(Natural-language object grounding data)
== Segment start ==

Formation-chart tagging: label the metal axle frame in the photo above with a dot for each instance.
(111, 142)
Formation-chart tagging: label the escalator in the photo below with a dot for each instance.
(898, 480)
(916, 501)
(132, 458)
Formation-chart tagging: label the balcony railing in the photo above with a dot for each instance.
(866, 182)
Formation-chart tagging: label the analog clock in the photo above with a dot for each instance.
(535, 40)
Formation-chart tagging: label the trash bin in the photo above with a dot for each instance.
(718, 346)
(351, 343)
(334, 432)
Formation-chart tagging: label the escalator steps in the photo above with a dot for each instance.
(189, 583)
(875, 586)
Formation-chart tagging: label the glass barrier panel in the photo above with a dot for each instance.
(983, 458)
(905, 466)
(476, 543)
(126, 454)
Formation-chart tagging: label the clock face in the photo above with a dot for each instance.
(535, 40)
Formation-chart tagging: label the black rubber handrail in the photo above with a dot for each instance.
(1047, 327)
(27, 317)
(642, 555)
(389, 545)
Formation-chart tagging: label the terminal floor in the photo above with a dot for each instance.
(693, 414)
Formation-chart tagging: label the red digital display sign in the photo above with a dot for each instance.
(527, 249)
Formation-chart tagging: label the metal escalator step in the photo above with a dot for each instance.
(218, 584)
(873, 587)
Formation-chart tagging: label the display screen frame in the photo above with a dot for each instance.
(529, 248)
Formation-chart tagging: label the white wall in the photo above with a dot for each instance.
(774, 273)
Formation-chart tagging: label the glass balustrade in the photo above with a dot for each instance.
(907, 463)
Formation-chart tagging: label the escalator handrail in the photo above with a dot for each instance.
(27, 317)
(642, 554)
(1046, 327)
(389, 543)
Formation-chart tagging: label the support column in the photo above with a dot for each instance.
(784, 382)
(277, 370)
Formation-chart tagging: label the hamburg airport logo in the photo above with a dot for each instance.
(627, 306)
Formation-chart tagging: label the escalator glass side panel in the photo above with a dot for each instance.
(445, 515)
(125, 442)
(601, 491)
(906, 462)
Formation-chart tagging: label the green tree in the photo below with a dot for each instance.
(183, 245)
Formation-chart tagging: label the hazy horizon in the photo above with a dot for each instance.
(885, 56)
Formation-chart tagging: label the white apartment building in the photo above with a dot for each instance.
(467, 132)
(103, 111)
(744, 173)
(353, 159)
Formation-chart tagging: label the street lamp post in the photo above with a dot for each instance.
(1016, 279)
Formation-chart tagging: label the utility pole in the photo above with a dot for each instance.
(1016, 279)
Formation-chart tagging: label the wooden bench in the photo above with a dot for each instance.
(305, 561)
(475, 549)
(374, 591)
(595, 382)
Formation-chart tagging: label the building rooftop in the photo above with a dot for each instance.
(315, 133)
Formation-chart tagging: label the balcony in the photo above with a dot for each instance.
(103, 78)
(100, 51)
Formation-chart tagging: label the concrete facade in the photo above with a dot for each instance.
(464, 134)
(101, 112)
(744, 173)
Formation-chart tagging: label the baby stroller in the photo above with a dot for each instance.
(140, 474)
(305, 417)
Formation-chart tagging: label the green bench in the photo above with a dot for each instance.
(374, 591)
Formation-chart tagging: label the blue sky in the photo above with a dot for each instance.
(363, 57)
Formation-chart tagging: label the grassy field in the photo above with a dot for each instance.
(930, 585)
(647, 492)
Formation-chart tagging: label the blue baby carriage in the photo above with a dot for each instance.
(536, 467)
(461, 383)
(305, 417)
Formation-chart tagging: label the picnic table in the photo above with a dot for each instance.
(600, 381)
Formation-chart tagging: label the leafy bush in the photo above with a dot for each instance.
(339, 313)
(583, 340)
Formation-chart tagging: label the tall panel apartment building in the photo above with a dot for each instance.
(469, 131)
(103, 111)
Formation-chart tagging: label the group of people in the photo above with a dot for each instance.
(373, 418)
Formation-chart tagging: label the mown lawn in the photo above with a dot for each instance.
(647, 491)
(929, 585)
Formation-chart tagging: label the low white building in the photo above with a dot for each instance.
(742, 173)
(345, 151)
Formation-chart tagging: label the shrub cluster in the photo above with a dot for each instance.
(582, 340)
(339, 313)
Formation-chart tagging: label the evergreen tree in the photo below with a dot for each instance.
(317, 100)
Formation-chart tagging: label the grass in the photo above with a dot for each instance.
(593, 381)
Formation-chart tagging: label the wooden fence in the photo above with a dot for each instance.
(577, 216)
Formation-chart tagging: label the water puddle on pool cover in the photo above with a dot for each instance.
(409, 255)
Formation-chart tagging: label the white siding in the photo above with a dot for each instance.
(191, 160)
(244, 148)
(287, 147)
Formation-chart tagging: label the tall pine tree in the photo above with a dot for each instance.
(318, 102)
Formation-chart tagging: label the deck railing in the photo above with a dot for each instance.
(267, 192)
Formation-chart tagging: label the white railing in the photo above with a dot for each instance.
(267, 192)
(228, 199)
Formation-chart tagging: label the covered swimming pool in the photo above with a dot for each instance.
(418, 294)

== Segment end ==

**Instructions to follow**
What you give back should be the lines from the one with "Formation-chart tagging: label the grass in" to the end of the data, copied exactly, both ends included.

**Exercise output**
Formation-chart tagging: label the grass in the photo above with a dot for each instance.
(593, 381)
Formation-chart tagging: label the wooden fence in the photo above with a dot for each instance.
(577, 216)
Formation-chart tagging: label the water puddle on pool cover in the photo above with a dot for each instance.
(409, 255)
Formation-chart tagging: label the white siding in the photo above with a dot for each instance.
(191, 160)
(244, 148)
(287, 147)
Formation-chart tagging: label the tall pine tree in the photo above with a dot for each instance.
(318, 102)
Formation-chart tagging: label the deck railing in the photo above with a dot for each instance.
(267, 192)
Formation-chart tagging: label the white railing in the photo above with a dot for each instance.
(267, 192)
(228, 199)
Formation-chart tagging: label the covered swimming pool in the photo above with a dot for each instance.
(418, 294)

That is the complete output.